* _PAGE TEXT_:
☆ ☆ ☆ ☆
11 July 2023

A high BMI is not necessarily associated with a higher risk of death

 

BMI (Body Mass Index) is calculated by dividing a person’s weight by the square of their height. For decades, it has been used to assess whether a person’s weight is “healthy” or could bring a risk of diabetes or heart disease. But many health care professionals have criticized this, saying BMI does not account for crucial factors such as body fat percentage and variations in disease risk among people of different races and genders.

Now, the new study found that BMI in the range considered overweight is not linked to a higher mortality risk for many people.

In the study, there was no significant increase in the risk of death for those 65 years and older with BMIs between 22.5 and 34.9. The same was true for younger adults with BMIs between 22.5 and 27.4.

The study compared people with equal BMIs but different waist circumferences and found that the latter was associated with a higher risk of death overall. 

The study results did, however, show that participants with a BMI of 30 or more faced a greater mortality risk. Among younger adults, a BMI of 27.5 to 29.9 was also associated with a nearly 20% greater risk. 

Dr. Fatima Stanford, an obesity medicine specialist at Massachusetts General Hospital, said BMI can equate leanness with health at the expense of other important factors. Substance abuse disorders, tobacco use and disordered eating can all lead to a leaner physique, but do not mean that a person is healthy. 

Stanford also emphasized that the BMI ranges considered overweight or obese do not account for differences that arise among racial and ethnic groups. Some research suggests, for example, that Asian people may face a higher risk of developing metabolic diseases like diabetes and hypertension at a BMI lower than the general thresholds. 

Black women, meanwhile, are often healthy at BMIs in the overweight and obese ranges. And a 2013 study found higher BMI was not as strongly linked to mortality risk in Black Americans as it was in whites.
☆ ☆ ☆ ☆
Write the next part of the article on BMI and mortality risk, starting after its final sentence. The lines after this point are separate material, not part of the article on BMI and mortality risk.

[Dataset items]
☆ ☆ ☆ ☆
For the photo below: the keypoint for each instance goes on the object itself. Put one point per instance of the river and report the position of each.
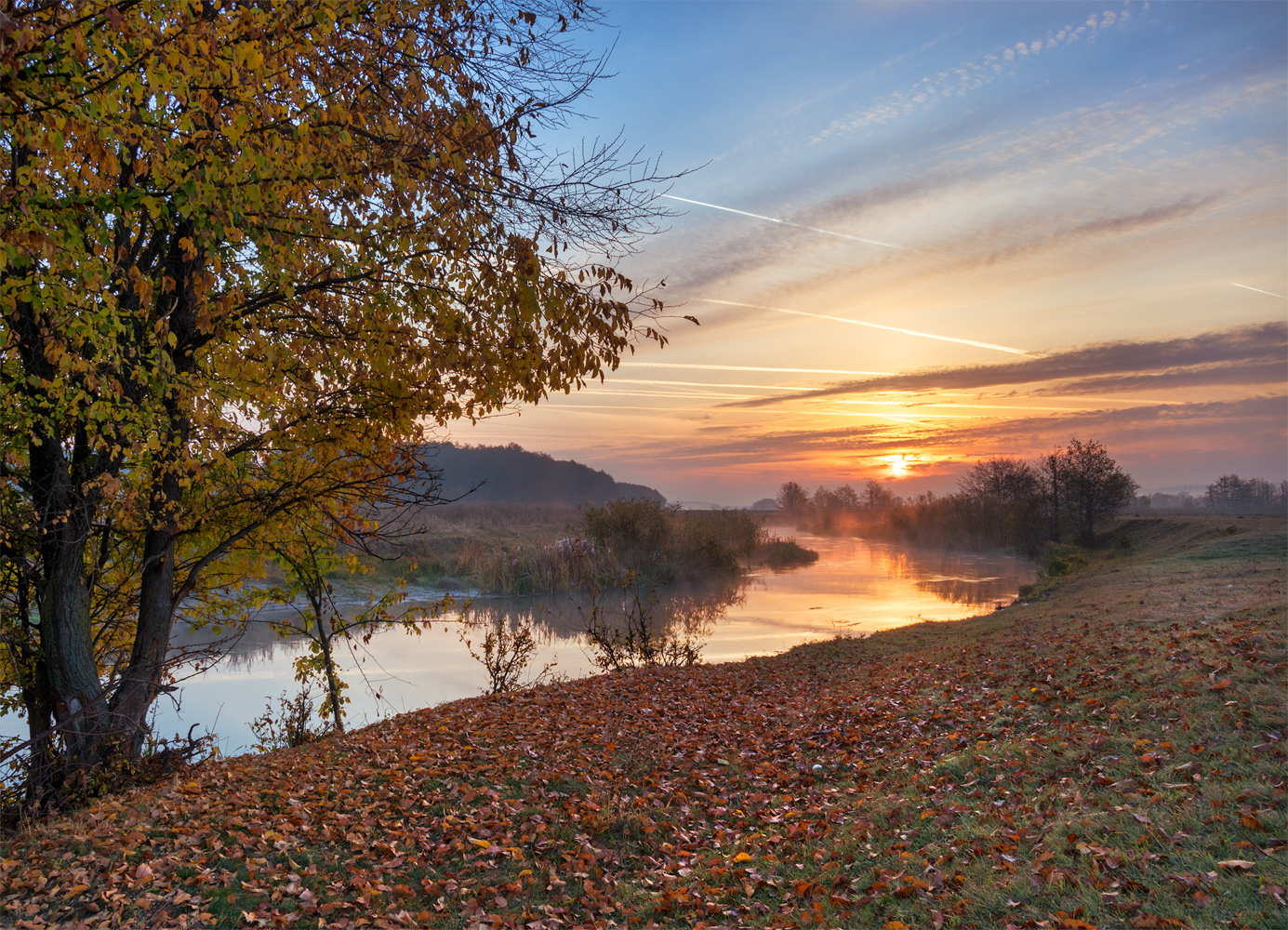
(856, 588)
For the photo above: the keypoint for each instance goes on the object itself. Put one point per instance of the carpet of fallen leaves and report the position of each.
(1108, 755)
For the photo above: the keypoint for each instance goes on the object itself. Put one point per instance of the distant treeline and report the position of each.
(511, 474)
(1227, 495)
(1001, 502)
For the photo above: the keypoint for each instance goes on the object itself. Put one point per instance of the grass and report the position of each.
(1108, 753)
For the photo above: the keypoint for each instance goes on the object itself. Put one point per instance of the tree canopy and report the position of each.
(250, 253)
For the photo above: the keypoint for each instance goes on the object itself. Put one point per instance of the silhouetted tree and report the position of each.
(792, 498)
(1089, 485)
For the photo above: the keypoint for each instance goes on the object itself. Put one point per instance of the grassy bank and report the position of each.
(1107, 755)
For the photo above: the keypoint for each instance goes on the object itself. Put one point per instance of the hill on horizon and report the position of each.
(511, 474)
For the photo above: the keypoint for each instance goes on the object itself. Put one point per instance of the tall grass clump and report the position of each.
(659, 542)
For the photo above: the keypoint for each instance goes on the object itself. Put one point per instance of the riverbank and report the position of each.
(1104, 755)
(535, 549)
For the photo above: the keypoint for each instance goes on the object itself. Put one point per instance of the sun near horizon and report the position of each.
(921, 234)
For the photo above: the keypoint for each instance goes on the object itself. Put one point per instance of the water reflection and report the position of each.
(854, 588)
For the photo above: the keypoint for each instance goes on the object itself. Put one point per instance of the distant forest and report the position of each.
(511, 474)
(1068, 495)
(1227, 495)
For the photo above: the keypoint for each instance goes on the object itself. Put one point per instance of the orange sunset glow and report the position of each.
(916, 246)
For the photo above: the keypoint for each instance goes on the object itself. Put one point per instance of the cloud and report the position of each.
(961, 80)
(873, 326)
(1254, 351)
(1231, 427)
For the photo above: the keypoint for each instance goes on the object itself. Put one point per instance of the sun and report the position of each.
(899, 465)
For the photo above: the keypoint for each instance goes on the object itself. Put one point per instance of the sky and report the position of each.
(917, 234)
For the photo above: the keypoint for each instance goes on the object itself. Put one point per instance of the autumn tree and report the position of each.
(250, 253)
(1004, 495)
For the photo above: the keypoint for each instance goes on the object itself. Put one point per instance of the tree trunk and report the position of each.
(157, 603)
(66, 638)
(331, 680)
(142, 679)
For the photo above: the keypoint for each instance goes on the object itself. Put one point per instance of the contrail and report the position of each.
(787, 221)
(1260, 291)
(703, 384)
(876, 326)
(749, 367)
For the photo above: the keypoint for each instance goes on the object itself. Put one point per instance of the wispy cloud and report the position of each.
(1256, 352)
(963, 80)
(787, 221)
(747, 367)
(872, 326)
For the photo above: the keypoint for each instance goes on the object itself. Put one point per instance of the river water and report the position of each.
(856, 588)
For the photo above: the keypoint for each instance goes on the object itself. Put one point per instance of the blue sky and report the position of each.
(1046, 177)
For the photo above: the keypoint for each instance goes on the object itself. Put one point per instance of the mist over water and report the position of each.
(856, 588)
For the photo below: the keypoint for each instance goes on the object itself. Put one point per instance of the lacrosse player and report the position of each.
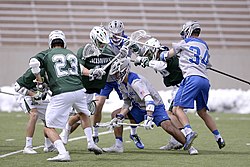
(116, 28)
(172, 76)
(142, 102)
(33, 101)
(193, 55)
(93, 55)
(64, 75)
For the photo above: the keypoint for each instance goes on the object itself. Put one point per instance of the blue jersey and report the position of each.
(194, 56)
☆ ☆ ☆ ☆
* _EXPECTED ANSWER_:
However, Dr. Jaime Almandoz, medical director of the Weight Wellness Program at UT Southwestern Medical Center in Dallas, pointed to a few shortcomings in the study. For one, he said, it focuses solely on the relationship between BMI and the risk of death.

“There’s so much more to life than not dying,” Almandoz said. “Studies like this can be misinterpreted by saying, ‘Well, up to a BMI of 30 is fine, or ‘Up to a BMI of 35 in older adults is fine,’ but that doesn’t mean that a person is not living with Type 2 diabetes or an increased risk for heart attack, stroke, heart failure.” 

According to the US Centers for Disease Control and Prevention, people with BMIs of 25 or higher face an increased risk of high blood pressure and cholesterol, Type 2 diabetes and several types of cancer.

Dr. Aayush Visaria, an internal medicine resident at Rutgers Robert Wood Johnson Medical School, said that if the study had looked at participants’ fat percentages, it might have found that more than 27% were obese. But that is precisely the problem. BMI does not measure the share of body fat. 

“This kind of adds to the idea that clinicians should be using different measures of body fat to diagnose obesity, not just BMI,” he said. “I think in the future these measures will become commonplace.”